Exercise brief => Which lines in the material below contain the word "blurred"? Extract each of them in full.
......
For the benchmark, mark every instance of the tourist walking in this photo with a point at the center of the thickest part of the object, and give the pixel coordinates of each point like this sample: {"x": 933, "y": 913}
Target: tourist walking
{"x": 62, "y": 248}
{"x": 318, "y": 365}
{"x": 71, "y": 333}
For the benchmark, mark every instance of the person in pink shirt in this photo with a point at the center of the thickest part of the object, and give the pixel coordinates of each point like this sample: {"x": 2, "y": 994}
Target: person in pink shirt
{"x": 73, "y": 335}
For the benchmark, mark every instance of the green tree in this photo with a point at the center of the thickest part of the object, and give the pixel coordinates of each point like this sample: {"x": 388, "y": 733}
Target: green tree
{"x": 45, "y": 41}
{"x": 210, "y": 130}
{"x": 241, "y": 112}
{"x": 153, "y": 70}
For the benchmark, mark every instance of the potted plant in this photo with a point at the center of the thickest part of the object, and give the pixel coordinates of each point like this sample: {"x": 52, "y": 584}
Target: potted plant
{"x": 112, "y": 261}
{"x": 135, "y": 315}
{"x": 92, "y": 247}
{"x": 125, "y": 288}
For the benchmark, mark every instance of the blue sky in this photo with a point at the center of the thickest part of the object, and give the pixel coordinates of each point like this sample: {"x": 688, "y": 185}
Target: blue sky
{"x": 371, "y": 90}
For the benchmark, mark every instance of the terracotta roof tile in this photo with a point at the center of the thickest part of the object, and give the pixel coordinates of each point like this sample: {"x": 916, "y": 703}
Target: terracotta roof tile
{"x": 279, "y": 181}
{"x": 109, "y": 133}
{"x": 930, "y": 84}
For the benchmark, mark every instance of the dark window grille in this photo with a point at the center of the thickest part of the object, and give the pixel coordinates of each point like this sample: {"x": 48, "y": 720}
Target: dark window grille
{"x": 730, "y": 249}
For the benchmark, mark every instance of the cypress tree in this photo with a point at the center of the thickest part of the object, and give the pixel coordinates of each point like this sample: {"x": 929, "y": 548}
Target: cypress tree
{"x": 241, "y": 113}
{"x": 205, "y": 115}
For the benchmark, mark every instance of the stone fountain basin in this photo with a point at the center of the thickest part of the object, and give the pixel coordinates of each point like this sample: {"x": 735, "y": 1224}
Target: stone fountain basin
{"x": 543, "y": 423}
......
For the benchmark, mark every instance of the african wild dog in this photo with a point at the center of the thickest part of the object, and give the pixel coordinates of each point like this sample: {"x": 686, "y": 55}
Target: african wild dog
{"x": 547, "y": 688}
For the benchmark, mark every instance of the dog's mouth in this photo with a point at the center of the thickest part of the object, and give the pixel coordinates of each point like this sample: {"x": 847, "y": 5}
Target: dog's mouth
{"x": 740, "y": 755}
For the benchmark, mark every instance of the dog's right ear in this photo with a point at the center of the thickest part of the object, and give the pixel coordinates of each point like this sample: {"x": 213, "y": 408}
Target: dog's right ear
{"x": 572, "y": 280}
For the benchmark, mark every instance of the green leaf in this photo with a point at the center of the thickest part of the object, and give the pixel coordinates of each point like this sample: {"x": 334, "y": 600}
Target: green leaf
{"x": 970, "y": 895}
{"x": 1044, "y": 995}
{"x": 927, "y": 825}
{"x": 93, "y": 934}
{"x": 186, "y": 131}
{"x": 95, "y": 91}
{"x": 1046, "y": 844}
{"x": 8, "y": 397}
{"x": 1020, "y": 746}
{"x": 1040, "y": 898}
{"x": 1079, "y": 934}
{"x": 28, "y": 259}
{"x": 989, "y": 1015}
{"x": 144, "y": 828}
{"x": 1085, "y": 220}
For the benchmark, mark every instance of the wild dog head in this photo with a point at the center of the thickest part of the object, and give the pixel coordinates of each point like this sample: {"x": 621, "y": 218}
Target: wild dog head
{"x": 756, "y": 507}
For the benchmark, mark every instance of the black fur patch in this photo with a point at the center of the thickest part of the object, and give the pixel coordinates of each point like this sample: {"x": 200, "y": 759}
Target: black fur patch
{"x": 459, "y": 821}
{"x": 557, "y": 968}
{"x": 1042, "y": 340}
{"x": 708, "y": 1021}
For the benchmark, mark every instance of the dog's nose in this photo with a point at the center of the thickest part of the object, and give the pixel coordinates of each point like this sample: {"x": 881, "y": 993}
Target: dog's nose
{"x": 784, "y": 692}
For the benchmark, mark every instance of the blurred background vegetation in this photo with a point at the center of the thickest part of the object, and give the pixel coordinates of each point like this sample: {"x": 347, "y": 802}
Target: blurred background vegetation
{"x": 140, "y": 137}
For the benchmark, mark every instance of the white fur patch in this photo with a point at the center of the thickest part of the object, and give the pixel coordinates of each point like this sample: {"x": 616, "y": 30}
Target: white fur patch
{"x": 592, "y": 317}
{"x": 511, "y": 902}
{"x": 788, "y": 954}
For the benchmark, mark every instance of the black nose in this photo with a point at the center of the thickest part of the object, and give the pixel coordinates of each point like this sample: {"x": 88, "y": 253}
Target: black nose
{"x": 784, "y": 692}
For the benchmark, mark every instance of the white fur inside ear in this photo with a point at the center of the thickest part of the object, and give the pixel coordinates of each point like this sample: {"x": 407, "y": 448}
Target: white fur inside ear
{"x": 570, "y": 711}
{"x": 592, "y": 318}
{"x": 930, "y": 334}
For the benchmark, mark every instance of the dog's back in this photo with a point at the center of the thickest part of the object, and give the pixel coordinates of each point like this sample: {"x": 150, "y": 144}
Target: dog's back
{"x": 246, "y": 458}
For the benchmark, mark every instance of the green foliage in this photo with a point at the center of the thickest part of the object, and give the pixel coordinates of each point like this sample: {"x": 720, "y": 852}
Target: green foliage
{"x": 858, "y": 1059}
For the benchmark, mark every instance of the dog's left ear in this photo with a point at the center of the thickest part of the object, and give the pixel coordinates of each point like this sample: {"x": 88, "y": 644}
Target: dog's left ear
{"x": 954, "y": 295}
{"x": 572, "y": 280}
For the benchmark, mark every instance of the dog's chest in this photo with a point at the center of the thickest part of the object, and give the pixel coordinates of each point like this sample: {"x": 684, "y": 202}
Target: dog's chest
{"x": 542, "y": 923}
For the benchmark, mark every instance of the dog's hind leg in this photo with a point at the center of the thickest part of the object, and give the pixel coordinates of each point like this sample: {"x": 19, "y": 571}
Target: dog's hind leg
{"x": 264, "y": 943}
......
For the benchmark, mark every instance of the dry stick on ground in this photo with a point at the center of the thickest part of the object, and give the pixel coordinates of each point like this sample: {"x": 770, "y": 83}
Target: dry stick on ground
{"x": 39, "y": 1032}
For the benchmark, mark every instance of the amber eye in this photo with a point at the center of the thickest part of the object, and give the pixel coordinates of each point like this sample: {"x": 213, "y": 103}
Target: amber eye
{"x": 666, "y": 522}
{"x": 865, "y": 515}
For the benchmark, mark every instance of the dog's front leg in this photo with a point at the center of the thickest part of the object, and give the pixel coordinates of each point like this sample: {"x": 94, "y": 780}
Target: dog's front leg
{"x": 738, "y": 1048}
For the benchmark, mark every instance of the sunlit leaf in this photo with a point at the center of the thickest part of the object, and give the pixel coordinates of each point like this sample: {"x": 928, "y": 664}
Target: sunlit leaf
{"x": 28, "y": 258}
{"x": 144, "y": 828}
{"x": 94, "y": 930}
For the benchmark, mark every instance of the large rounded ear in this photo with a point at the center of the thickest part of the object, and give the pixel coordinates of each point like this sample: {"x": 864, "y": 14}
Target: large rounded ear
......
Solution to this exercise =>
For the benchmark, mark every instance of the blurred background vegetation in this photo with a point at the center of the thickest part of the object, and give the pixel coordinates of each point like this sample: {"x": 347, "y": 802}
Target: blurred background vegetation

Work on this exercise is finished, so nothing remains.